EXERCISE DESCRIPTION:
Copy out all of the data below exactly, so that no word differs from the original.

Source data
-- -- --
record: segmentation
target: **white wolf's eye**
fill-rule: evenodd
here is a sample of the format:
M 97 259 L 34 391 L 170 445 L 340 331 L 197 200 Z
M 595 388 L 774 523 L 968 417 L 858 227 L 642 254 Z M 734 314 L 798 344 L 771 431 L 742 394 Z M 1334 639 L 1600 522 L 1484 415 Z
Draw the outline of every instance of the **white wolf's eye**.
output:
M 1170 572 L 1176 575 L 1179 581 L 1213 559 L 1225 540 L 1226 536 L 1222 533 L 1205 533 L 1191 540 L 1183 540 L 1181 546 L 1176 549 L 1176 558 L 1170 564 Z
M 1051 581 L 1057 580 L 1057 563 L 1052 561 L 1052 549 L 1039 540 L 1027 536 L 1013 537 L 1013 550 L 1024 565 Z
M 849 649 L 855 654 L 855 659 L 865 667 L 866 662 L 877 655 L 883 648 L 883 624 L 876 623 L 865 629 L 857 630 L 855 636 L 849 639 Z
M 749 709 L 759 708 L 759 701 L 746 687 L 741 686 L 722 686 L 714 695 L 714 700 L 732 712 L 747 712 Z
-- -- --
ANSWER BELOW:
record: segmentation
target: **white wolf's eye**
fill-rule: evenodd
here is a sample of the format:
M 97 259 L 34 391 L 170 445 L 340 331 L 197 200 Z
M 595 388 L 774 523 L 968 417 L 858 227 L 642 254 Z M 734 314 L 798 344 L 771 431 L 742 394 Z M 1334 639 L 1600 522 L 1484 415 Z
Draw the outline of every instance of the **white wolf's eye**.
output:
M 1170 572 L 1176 575 L 1179 581 L 1213 559 L 1225 540 L 1226 536 L 1222 533 L 1205 533 L 1191 540 L 1183 540 L 1181 546 L 1176 549 L 1176 558 L 1170 564 Z
M 1051 581 L 1057 580 L 1057 563 L 1052 561 L 1052 549 L 1039 540 L 1027 536 L 1013 537 L 1013 550 L 1024 565 Z
M 849 649 L 855 654 L 855 659 L 865 667 L 866 662 L 877 655 L 883 648 L 883 624 L 876 623 L 865 629 L 857 630 L 855 636 L 849 639 Z
M 749 709 L 759 708 L 759 701 L 746 687 L 741 686 L 722 686 L 714 695 L 714 700 L 732 712 L 747 712 Z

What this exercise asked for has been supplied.